Summarize the article on the Canal Street properties in two sentences.

### SUPPLIED TEXT ###

LOCKPORT —
One Canal Street property is to be leased and another sold to a canal tour operator after actions by the Greater Lockport Development Corporation on Tuesday.
Trek Inc. of Medina will rent two floors of 57 Canal St., the property where Herbert Harrison started developing the honeycomb radiator 100 years ago, and Hydraulic Race Co. Inc. is ready to buy 79-81 Canal St. and turn it into the Lockport Cave and Underground Boat Ride’s new base of operations.
The pending property transactions were confirmed by GLDC attorney John Ottaviano after a special meeting of the GLDC board of directors Tuesday.
The transactions, once completed, will be the first lease and sale of four city-held properties on the block overlooking the Erie Canal between (Lock) and Pine streets.
“This is good news. It’s been a long time coming,” Mayor Michael Tucker said.
Trek Inc. designs and manufactures products and services for the electrophotography industry. The 42-year-old, Orleans County-based firm is expanding and sought out additional office and research/design space in Lockport, according to Ottaviano.
The GLDC board approved a four-year contract with Trek, which will lease the second and third floors of 57 Canal for $7,500 per month/$90,000 per year.
GLDC will take on the expense of outfitting the “envelope” building, so called because inside its walls, there’s only flooring, an elevator, stairs and a basement at this point. It’ll cost the agency about $200,000 to add the finishing touches — HVAC, partitions, bathrooms and the like, Ottaviano said; Trek wants the 2nd floor ready to use within 30 days and 3rd floor within 60 days, he added.
Trek is said to be bringing up to 45 new jobs/employees to downtown Lockport.
Company executives could not be reached late Tuesday to comment on the lease or Trek expansion plans.
The first floor of 57 Canal remains open to occupation by another business, preferably one that’s retail oriented, Ottaviano said. Trek inquired initially about the first and second floors but was “agreeable” to being bumped upstairs, he said.
The GLDC board also OK’d the sale of 79-81 Canal, two buildings joined as their exteriors were preserved several years ago, to Hydraulic Race Co., for $70,000, pending Common Council approval because the city owns the properties. GLDC has a “master lease” agreement with the city to manage business tenants; leases do not require Council approval, Ottaviano said.
Hydraulic Race Co. principal Thomas Callahan said the company’s intent is to move its cave/underground boat ride ticket office to Canal Street and add an “interpretive” center to tell the story of hydropower in Lockport. The company is looking at an additional, year-round retail business on the premises as well, he said Tuesday, but that’s a concept only at this point.
According to Ottaviano, the GLDC board put conditions in the sale contract including: Hydraulic Race Co. will have a certificate of occupancy for the property within six months of the closing; and GLDC reserves the right of first refusal should Hydraulic Race Co. move to sell the property within five years of buying it. The conditions should be standard in all Canal Street sale contracts, Ottaviano said, to ensure the properties are used as the owners said they would be, and prevent “flipping,” that is, the rapid resale of property.

### INFORMATION ###

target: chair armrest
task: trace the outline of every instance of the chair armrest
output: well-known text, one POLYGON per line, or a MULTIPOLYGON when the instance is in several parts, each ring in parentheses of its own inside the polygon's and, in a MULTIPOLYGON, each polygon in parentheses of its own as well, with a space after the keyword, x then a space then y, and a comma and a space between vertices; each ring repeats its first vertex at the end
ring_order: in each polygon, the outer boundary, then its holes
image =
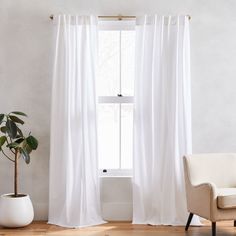
POLYGON ((213 199, 217 197, 214 183, 188 184, 188 210, 204 218, 211 219, 213 199))

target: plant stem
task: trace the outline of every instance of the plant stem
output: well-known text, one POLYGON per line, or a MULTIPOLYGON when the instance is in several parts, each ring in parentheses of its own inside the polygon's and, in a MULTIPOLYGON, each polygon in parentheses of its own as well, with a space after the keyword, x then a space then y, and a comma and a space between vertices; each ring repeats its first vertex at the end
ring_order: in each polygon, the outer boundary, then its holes
POLYGON ((18 195, 18 151, 15 153, 15 165, 14 165, 14 197, 18 195))
POLYGON ((2 149, 1 151, 2 151, 3 155, 4 155, 8 160, 10 160, 10 161, 12 161, 12 162, 15 162, 15 161, 12 160, 9 156, 7 156, 7 154, 3 151, 3 149, 2 149))

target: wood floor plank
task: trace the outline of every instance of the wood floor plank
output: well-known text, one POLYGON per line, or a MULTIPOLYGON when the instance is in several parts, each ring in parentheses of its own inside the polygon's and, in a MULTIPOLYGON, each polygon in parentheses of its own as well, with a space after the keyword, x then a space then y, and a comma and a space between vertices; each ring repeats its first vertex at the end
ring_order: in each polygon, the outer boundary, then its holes
MULTIPOLYGON (((0 227, 0 236, 211 236, 211 224, 204 222, 201 227, 189 227, 185 232, 184 227, 132 225, 130 222, 109 222, 104 225, 81 229, 68 229, 46 222, 33 222, 25 228, 8 229, 0 227)), ((217 223, 217 236, 235 236, 236 228, 233 221, 217 223)))

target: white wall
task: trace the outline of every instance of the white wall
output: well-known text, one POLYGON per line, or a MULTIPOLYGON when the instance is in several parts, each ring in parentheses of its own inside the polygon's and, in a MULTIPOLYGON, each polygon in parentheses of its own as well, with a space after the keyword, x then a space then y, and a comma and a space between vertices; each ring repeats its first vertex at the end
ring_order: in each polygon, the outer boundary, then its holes
MULTIPOLYGON (((22 192, 28 192, 34 202, 36 219, 47 218, 48 205, 54 40, 49 15, 155 12, 192 16, 194 152, 236 152, 235 0, 0 0, 0 113, 25 111, 29 127, 39 138, 39 149, 30 166, 22 163, 20 177, 22 192)), ((12 191, 10 164, 0 160, 0 194, 12 191)), ((129 202, 129 192, 126 200, 120 195, 115 201, 129 202)), ((109 202, 103 194, 103 202, 109 202)))

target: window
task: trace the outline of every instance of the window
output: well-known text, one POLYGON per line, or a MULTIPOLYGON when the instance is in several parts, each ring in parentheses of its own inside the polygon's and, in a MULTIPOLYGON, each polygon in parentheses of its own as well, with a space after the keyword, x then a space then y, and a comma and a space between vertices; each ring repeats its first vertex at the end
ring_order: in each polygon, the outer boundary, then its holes
POLYGON ((110 25, 99 30, 98 41, 99 169, 127 174, 133 158, 135 31, 110 25))

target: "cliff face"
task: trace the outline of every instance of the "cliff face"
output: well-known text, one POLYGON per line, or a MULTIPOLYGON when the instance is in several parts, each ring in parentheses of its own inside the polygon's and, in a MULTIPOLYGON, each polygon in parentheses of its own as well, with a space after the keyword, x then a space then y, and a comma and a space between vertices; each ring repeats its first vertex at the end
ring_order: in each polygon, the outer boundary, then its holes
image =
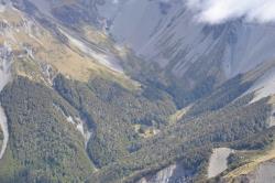
POLYGON ((184 183, 189 182, 191 177, 191 171, 185 170, 180 164, 172 164, 154 175, 141 179, 138 183, 184 183))

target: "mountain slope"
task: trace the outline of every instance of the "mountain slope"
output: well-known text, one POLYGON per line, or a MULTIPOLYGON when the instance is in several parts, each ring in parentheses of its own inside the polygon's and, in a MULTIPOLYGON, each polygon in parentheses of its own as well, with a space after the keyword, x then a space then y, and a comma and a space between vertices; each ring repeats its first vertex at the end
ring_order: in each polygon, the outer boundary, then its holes
POLYGON ((200 24, 182 0, 4 2, 1 182, 205 182, 229 148, 209 180, 227 181, 274 141, 272 24, 200 24))

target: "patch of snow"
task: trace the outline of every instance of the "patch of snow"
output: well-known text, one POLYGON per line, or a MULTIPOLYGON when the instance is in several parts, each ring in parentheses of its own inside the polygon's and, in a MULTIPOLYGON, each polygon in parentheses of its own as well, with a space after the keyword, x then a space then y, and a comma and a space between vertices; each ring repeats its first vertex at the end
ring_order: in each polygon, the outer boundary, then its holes
POLYGON ((275 94, 275 68, 266 72, 246 93, 253 92, 255 92, 255 97, 251 104, 275 94))
POLYGON ((103 53, 96 52, 92 49, 90 49, 85 42, 74 37, 73 35, 68 34, 64 30, 59 29, 59 31, 68 37, 72 44, 77 46, 81 52, 84 52, 88 56, 94 57, 97 62, 109 67, 112 71, 116 71, 119 73, 123 72, 120 65, 118 64, 118 61, 113 56, 109 55, 108 53, 103 54, 103 53))
POLYGON ((215 177, 228 169, 228 157, 233 152, 229 148, 213 149, 208 166, 208 179, 215 177))

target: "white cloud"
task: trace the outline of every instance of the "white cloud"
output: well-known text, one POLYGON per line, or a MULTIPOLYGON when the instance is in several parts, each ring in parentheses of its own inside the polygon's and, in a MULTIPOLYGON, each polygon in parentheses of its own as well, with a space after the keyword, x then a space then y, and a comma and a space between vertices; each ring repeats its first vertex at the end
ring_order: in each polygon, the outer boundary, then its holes
POLYGON ((244 18, 250 22, 275 21, 275 0, 187 0, 196 19, 211 24, 244 18))

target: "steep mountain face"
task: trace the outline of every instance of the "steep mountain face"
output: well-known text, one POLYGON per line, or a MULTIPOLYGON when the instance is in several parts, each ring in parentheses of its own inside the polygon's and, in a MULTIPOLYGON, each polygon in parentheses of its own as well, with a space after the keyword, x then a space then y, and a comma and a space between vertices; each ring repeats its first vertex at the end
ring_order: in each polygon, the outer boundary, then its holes
POLYGON ((99 13, 111 22, 110 33, 119 42, 145 60, 170 67, 178 76, 197 64, 201 67, 218 64, 223 75, 231 78, 274 58, 273 24, 237 20, 211 26, 196 22, 185 3, 182 0, 120 2, 113 4, 118 7, 116 15, 106 13, 107 3, 99 6, 99 13))
POLYGON ((1 1, 0 182, 272 180, 273 24, 185 2, 1 1))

###

**TASK ANSWER**
The Greater Lockport Development Corporation board approved a four-year contract leasing the second and third floors of 57 Canal St. to Trek Inc. of Medina for $7,500 per month, and the agency will spend about $200,000 to finish the building's interior. The board also approved selling 79-81 Canal St. to Hydraulic Race Co. for $70,000, pending Common Council approval, so that the company can move its cave and underground boat ride ticket office there and add an interpretive center on hydropower in Lockport.